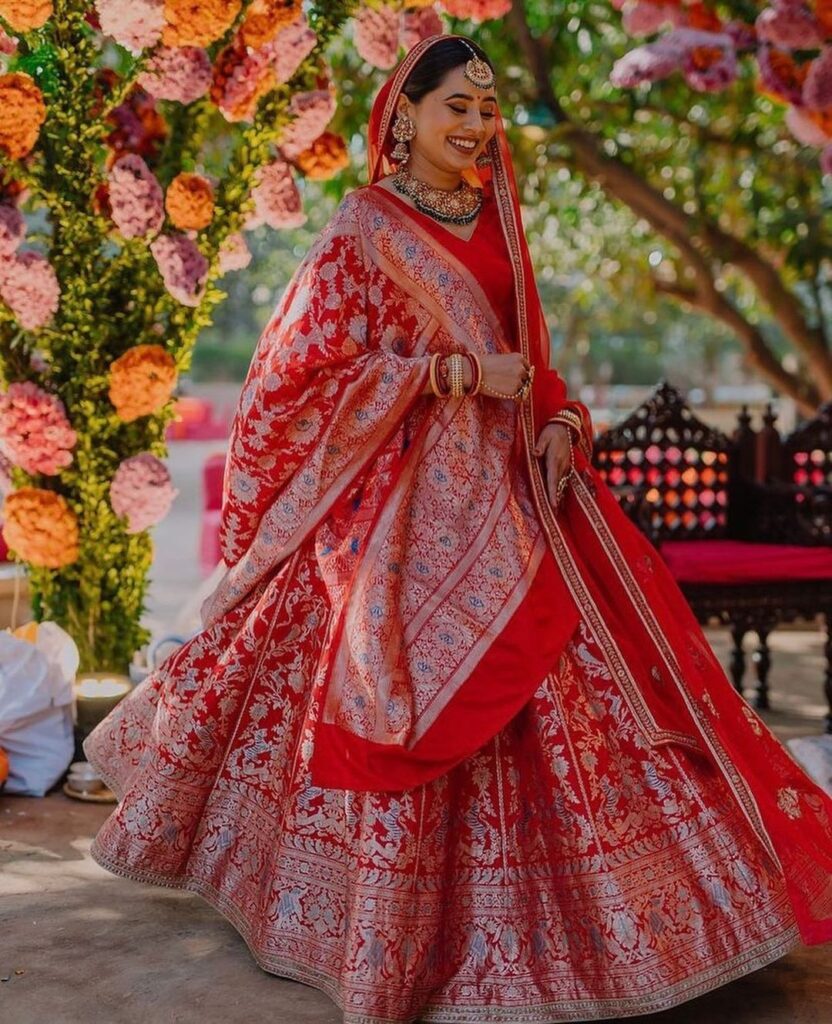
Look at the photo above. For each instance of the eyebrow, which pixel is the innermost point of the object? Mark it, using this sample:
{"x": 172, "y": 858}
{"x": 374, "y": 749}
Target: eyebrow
{"x": 464, "y": 95}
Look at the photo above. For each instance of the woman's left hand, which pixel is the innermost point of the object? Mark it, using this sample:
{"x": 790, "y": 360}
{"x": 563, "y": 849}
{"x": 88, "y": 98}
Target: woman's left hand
{"x": 552, "y": 445}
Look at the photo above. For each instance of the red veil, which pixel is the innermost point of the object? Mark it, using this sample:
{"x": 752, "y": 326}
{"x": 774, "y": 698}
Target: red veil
{"x": 653, "y": 644}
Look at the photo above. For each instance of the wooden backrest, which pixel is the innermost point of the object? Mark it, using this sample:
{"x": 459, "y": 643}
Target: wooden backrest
{"x": 668, "y": 469}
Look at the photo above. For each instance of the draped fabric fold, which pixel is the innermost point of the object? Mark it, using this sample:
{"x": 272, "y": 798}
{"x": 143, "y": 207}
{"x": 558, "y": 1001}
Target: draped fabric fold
{"x": 438, "y": 750}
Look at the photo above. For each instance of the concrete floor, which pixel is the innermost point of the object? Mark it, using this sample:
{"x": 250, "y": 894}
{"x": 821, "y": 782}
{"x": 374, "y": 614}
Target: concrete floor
{"x": 81, "y": 946}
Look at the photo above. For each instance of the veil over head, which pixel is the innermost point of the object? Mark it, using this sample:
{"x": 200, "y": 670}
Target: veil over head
{"x": 531, "y": 330}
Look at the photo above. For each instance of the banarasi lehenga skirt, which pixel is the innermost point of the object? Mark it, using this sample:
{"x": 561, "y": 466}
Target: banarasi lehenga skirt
{"x": 567, "y": 871}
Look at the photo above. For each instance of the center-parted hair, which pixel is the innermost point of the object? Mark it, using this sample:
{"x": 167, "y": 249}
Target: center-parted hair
{"x": 435, "y": 64}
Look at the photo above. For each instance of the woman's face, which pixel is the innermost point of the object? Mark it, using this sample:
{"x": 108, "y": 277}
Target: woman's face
{"x": 449, "y": 120}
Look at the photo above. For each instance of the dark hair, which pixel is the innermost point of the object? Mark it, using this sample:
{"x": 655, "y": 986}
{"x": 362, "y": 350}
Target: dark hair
{"x": 434, "y": 65}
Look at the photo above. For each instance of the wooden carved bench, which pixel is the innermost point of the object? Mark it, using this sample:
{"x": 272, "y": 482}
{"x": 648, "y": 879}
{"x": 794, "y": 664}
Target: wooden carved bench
{"x": 743, "y": 522}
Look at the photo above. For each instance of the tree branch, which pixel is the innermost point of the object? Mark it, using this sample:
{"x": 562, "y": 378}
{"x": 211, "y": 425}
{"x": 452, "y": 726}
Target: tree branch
{"x": 696, "y": 238}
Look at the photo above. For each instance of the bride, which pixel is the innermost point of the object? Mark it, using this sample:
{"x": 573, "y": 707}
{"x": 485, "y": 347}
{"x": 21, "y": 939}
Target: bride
{"x": 451, "y": 744}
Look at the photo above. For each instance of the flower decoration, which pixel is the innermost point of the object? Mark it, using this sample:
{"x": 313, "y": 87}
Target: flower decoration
{"x": 190, "y": 202}
{"x": 141, "y": 492}
{"x": 313, "y": 112}
{"x": 135, "y": 198}
{"x": 817, "y": 93}
{"x": 34, "y": 430}
{"x": 22, "y": 114}
{"x": 178, "y": 73}
{"x": 477, "y": 10}
{"x": 325, "y": 157}
{"x": 135, "y": 26}
{"x": 277, "y": 201}
{"x": 805, "y": 128}
{"x": 420, "y": 24}
{"x": 198, "y": 23}
{"x": 234, "y": 254}
{"x": 376, "y": 35}
{"x": 791, "y": 26}
{"x": 137, "y": 126}
{"x": 289, "y": 49}
{"x": 8, "y": 44}
{"x": 40, "y": 527}
{"x": 141, "y": 381}
{"x": 25, "y": 15}
{"x": 645, "y": 17}
{"x": 12, "y": 228}
{"x": 241, "y": 78}
{"x": 30, "y": 288}
{"x": 264, "y": 18}
{"x": 781, "y": 77}
{"x": 182, "y": 266}
{"x": 6, "y": 486}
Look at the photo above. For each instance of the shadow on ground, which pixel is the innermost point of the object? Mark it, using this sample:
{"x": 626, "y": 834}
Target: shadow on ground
{"x": 81, "y": 946}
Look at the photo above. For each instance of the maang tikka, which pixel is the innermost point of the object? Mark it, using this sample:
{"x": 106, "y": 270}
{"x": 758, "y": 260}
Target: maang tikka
{"x": 403, "y": 131}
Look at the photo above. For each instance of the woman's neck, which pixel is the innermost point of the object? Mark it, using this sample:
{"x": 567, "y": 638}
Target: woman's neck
{"x": 432, "y": 175}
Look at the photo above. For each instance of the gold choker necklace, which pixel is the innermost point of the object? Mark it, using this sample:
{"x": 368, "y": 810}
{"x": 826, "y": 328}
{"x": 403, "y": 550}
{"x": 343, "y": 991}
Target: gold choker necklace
{"x": 459, "y": 206}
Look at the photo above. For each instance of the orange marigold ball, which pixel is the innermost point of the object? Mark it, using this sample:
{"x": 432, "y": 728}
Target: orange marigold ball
{"x": 190, "y": 202}
{"x": 40, "y": 527}
{"x": 141, "y": 381}
{"x": 24, "y": 15}
{"x": 264, "y": 18}
{"x": 324, "y": 158}
{"x": 198, "y": 23}
{"x": 22, "y": 114}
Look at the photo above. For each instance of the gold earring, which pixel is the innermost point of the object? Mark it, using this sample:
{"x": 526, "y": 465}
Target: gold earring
{"x": 403, "y": 131}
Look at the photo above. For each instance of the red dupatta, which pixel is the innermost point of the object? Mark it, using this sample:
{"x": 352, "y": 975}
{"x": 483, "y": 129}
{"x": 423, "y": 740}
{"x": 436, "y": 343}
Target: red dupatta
{"x": 333, "y": 444}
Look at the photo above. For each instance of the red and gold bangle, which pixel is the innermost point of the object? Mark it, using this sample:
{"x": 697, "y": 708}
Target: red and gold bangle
{"x": 476, "y": 374}
{"x": 435, "y": 368}
{"x": 456, "y": 375}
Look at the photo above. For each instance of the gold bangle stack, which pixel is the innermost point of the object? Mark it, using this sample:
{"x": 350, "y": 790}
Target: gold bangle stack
{"x": 520, "y": 395}
{"x": 569, "y": 418}
{"x": 450, "y": 369}
{"x": 456, "y": 375}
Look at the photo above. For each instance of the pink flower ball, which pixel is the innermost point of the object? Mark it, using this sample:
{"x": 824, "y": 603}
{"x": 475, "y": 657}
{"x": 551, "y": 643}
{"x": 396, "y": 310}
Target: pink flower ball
{"x": 8, "y": 44}
{"x": 313, "y": 112}
{"x": 234, "y": 254}
{"x": 34, "y": 430}
{"x": 30, "y": 288}
{"x": 642, "y": 18}
{"x": 376, "y": 36}
{"x": 12, "y": 229}
{"x": 420, "y": 24}
{"x": 277, "y": 201}
{"x": 178, "y": 73}
{"x": 818, "y": 86}
{"x": 477, "y": 10}
{"x": 182, "y": 266}
{"x": 804, "y": 129}
{"x": 141, "y": 492}
{"x": 790, "y": 26}
{"x": 135, "y": 197}
{"x": 289, "y": 49}
{"x": 135, "y": 26}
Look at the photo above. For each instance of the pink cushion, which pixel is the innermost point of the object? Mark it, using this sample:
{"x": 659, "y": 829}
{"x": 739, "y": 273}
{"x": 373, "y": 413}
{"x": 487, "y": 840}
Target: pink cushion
{"x": 210, "y": 554}
{"x": 738, "y": 561}
{"x": 212, "y": 470}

------------------------------------------------

* _WHAT IS ASKED_
Transcribe every record above exactly as written, leaving out any pictures.

* _ANSWER IN FULL_
Look at the photo above. For each instance of the eyebrow, which pixel is the innermost point of the object? Mark it, using this sample:
{"x": 172, "y": 858}
{"x": 374, "y": 749}
Target: eyebrow
{"x": 464, "y": 95}
Look at the photo above. For each instance of the woman's left hand, which pixel is the innermost point of the object? Mark it, using this sample:
{"x": 790, "y": 360}
{"x": 563, "y": 849}
{"x": 88, "y": 98}
Target: woman's left hand
{"x": 552, "y": 445}
Look at the photo above. For each instance of the red veil, which pixel is the innermost point of the object? Mark it, using this sample:
{"x": 752, "y": 326}
{"x": 774, "y": 698}
Target: red veil
{"x": 653, "y": 644}
Look at the photo above. For each instance of the wooden backrest, which pixel is the innermost point of the object? Mark it, using this sample:
{"x": 459, "y": 643}
Target: wooden backrest
{"x": 668, "y": 469}
Look at the photo above. For each instance of the draped fabric fold, which pixel is the innermost point of the object? Mark it, using this sample:
{"x": 272, "y": 798}
{"x": 143, "y": 207}
{"x": 558, "y": 1001}
Target: draped fabric fold
{"x": 438, "y": 750}
Look at the photo above. For each instance of the concrete floor, which pixel is the innermost point of the object? Mark it, using this sample:
{"x": 250, "y": 894}
{"x": 821, "y": 782}
{"x": 374, "y": 614}
Target: concrete floor
{"x": 81, "y": 946}
Look at the photo above. For each instance of the veil over head, which pixel is the innermost point of the object? Mark it, using this sample:
{"x": 200, "y": 670}
Target: veil over head
{"x": 531, "y": 330}
Look at the photo above. For each instance of the banarasi lehenga skirt, which pixel is the innermost point of the object? Mark it, using this sample:
{"x": 561, "y": 466}
Target: banarasi lehenga skirt
{"x": 567, "y": 871}
Look at the photo above. For each instance of the center-parted hair, which pixel is the innermost point of the object? Mark it, using this sample:
{"x": 167, "y": 249}
Target: center-parted hair
{"x": 435, "y": 64}
Look at the photo above. For each instance of the woman's face, which pixel is the innermost point of the object? Mark it, using this sample:
{"x": 108, "y": 277}
Target: woman's face
{"x": 449, "y": 120}
Look at the photo above. For each instance of the dark hair, which pixel is the innermost point of the object? Mark it, using this sample:
{"x": 655, "y": 986}
{"x": 362, "y": 350}
Target: dark hair
{"x": 434, "y": 65}
Look at the photo above. For each instance of the wooden carved bench, which pixel is the innermost point of the object? Mark it, using this sample:
{"x": 272, "y": 482}
{"x": 648, "y": 879}
{"x": 794, "y": 664}
Target: wooden carved bench
{"x": 743, "y": 522}
Look at the photo above. For each instance of the tree branch, which pixel is the innermost point of the object? Mark it, using this sample:
{"x": 562, "y": 378}
{"x": 211, "y": 425}
{"x": 452, "y": 726}
Target: tree branch
{"x": 696, "y": 238}
Look at the photo above. For each instance of the bride, which pixel is the innermost point of the object? Mark it, using this sample:
{"x": 573, "y": 707}
{"x": 485, "y": 347}
{"x": 21, "y": 939}
Target: bride
{"x": 451, "y": 744}
Look at the photo above. For each instance of the flower decoration, which pixel is the innermost point of the object? Mark it, using this sample:
{"x": 313, "y": 87}
Target: flower decoration
{"x": 190, "y": 202}
{"x": 141, "y": 492}
{"x": 313, "y": 112}
{"x": 135, "y": 198}
{"x": 817, "y": 93}
{"x": 34, "y": 430}
{"x": 22, "y": 114}
{"x": 178, "y": 73}
{"x": 477, "y": 10}
{"x": 325, "y": 157}
{"x": 135, "y": 26}
{"x": 277, "y": 201}
{"x": 805, "y": 128}
{"x": 420, "y": 24}
{"x": 198, "y": 23}
{"x": 234, "y": 254}
{"x": 376, "y": 35}
{"x": 791, "y": 26}
{"x": 137, "y": 126}
{"x": 289, "y": 49}
{"x": 8, "y": 44}
{"x": 40, "y": 527}
{"x": 141, "y": 381}
{"x": 25, "y": 15}
{"x": 645, "y": 17}
{"x": 12, "y": 228}
{"x": 241, "y": 78}
{"x": 30, "y": 288}
{"x": 264, "y": 18}
{"x": 781, "y": 77}
{"x": 182, "y": 266}
{"x": 6, "y": 486}
Look at the photo above. For each instance of the shadow on ground, which pixel is the innermost point of the object? Mark it, using this sample:
{"x": 626, "y": 834}
Target: shadow on ground
{"x": 81, "y": 946}
Look at the photo above. For each instance of the maang tikka, which pixel is the innermost point of the object? Mark it, using this sample:
{"x": 106, "y": 270}
{"x": 758, "y": 260}
Target: maang tikka
{"x": 403, "y": 131}
Look at the photo above. For each instance of the woman's neck, which pixel is the innermost point of the object? Mark it, using this sample:
{"x": 567, "y": 638}
Target: woman's neck
{"x": 432, "y": 175}
Look at the photo above. For each instance of the gold choker necklace, which pixel is the innermost point of the object? Mark it, using this sample:
{"x": 368, "y": 810}
{"x": 826, "y": 328}
{"x": 403, "y": 550}
{"x": 343, "y": 991}
Target: gold choker necklace
{"x": 459, "y": 206}
Look at the photo above. For each instance of the orange marigold ball, which pixel is the innermost point of the object? Mark it, using this sample:
{"x": 432, "y": 728}
Target: orange marigold ball
{"x": 190, "y": 202}
{"x": 40, "y": 527}
{"x": 141, "y": 381}
{"x": 24, "y": 15}
{"x": 264, "y": 18}
{"x": 324, "y": 158}
{"x": 198, "y": 23}
{"x": 22, "y": 114}
Look at the photo above. For each instance of the gold earring, which pixel is the innermost point of the object? Mark it, using this sample:
{"x": 526, "y": 465}
Target: gold earring
{"x": 403, "y": 131}
Look at the photo above. For each instance of the red dupatta, which pixel is the innermost point of the object? Mark it, using this sample:
{"x": 352, "y": 975}
{"x": 483, "y": 129}
{"x": 423, "y": 740}
{"x": 436, "y": 343}
Target: red dupatta
{"x": 333, "y": 444}
Look at the photo above. For each instance of the red and gold bangle, which pixel is the innermost point of the object? Mark it, using this sample:
{"x": 697, "y": 708}
Target: red and gold bangle
{"x": 476, "y": 374}
{"x": 435, "y": 368}
{"x": 456, "y": 375}
Look at the photo above. For each instance of the gold bangle stack, which pixel is the innermost point of the object? Mark it, using this sample:
{"x": 350, "y": 790}
Target: gold bangle stack
{"x": 520, "y": 395}
{"x": 569, "y": 418}
{"x": 450, "y": 369}
{"x": 456, "y": 375}
Look at the photo above. For each instance of the pink flower ball, which pixel is the innermost point of the object? Mark it, using this sample:
{"x": 824, "y": 603}
{"x": 475, "y": 657}
{"x": 551, "y": 643}
{"x": 396, "y": 310}
Target: pink flower ball
{"x": 8, "y": 44}
{"x": 313, "y": 112}
{"x": 234, "y": 254}
{"x": 34, "y": 430}
{"x": 30, "y": 288}
{"x": 642, "y": 18}
{"x": 376, "y": 36}
{"x": 12, "y": 229}
{"x": 420, "y": 24}
{"x": 277, "y": 201}
{"x": 178, "y": 73}
{"x": 818, "y": 86}
{"x": 477, "y": 10}
{"x": 182, "y": 266}
{"x": 804, "y": 129}
{"x": 141, "y": 492}
{"x": 790, "y": 26}
{"x": 135, "y": 197}
{"x": 289, "y": 49}
{"x": 135, "y": 26}
Look at the photo above. For each instance of the pink cushion, which pixel is the innermost point of the object? Mark it, using this sample:
{"x": 659, "y": 829}
{"x": 739, "y": 273}
{"x": 373, "y": 413}
{"x": 487, "y": 840}
Target: pink cushion
{"x": 210, "y": 554}
{"x": 738, "y": 561}
{"x": 212, "y": 470}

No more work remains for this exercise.